> WORK INSTRUCTIONS:
Can you set down every one of the lines below word for word, without changing anything?

Collection entries
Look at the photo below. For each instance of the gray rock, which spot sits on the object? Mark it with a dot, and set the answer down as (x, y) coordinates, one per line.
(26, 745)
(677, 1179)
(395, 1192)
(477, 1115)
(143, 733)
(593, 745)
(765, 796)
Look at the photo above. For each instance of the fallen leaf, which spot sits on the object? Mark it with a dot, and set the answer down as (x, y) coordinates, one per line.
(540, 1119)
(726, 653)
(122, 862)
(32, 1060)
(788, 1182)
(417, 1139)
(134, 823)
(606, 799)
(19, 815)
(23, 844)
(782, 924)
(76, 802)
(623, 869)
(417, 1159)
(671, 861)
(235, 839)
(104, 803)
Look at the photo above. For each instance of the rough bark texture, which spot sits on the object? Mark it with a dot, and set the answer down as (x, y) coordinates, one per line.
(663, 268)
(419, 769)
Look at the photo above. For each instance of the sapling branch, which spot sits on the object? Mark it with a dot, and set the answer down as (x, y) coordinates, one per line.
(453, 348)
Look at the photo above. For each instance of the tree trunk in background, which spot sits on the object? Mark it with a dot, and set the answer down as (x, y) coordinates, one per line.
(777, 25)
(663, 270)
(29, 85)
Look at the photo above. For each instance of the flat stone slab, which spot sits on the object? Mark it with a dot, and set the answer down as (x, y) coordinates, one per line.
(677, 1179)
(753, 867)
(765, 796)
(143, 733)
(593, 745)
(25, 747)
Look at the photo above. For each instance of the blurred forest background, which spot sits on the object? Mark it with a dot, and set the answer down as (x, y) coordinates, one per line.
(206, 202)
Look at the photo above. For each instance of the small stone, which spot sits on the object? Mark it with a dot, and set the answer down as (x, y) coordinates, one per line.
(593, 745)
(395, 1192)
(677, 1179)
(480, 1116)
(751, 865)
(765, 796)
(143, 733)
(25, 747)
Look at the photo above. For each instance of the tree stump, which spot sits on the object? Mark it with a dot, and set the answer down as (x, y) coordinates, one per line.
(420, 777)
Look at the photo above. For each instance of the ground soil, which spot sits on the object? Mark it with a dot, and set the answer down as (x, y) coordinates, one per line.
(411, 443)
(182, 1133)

> THE REPLY:
Look at the photo below. For each instance of the gray rock, which spot sits on the object? Mark it with a dot, and set the answer down as (x, y) coordinates, one per line.
(26, 745)
(677, 1179)
(395, 1192)
(477, 1115)
(143, 733)
(593, 745)
(765, 796)
Look at the photo above. For each instance of the fallen leaf, which spot sits on the object? Mark it with a dot, and set the answer down as (x, y) coordinates, one per line.
(540, 1119)
(726, 653)
(122, 862)
(32, 1060)
(788, 1182)
(417, 1139)
(134, 823)
(606, 799)
(19, 815)
(23, 844)
(782, 924)
(76, 802)
(623, 869)
(417, 1159)
(671, 861)
(235, 839)
(104, 803)
Look at the photo above. For each instance of the rough bark texture, which spot sits on the object? Mark it with a dot, and set the answer down as (x, y) coordinates, one per line.
(663, 268)
(419, 769)
Look at the photo above. For each instance of the sapling branch, which spot sits on the object? Mark it with a dot, and set the answer down as (x, y) coordinates, one per line.
(453, 348)
Look at the photo above. For each instance of the tree trunk in background, which spot sits on the object? Mark it with a dot, and set the answer down as (x, y) coordinates, one per line.
(777, 25)
(663, 270)
(29, 85)
Look at the photo above. For each instance of the flat stone slab, which spot sits on the object? Mark it with a dot, and set the answer down as (x, y) coordinates, one per line.
(677, 1179)
(753, 867)
(765, 796)
(143, 733)
(593, 745)
(25, 747)
Look at the photo above. For each instance of the blurred forest background, which spot sits on the object? Mark it with a dot, and set the answer down as (x, y) coordinates, one per line.
(206, 202)
Look at the photo above. For each instance of the small stone, which spot sits on the object? Mark it with a dot, and set the answer down as (x, y) coordinates, one per line.
(593, 745)
(395, 1192)
(677, 1179)
(480, 1116)
(751, 865)
(765, 796)
(143, 733)
(25, 747)
Look at the photo above. For each instance of the tree stump, which spot sits on the object? Mark it with a dot, and set the answer down as (x, y) coordinates, one per line.
(420, 777)
Look at the photo above. For each instance of the ground soil, which spot sits on the object? Mark it with a dot, and set the answer down as (x, y) coordinates, one per line.
(411, 443)
(182, 1133)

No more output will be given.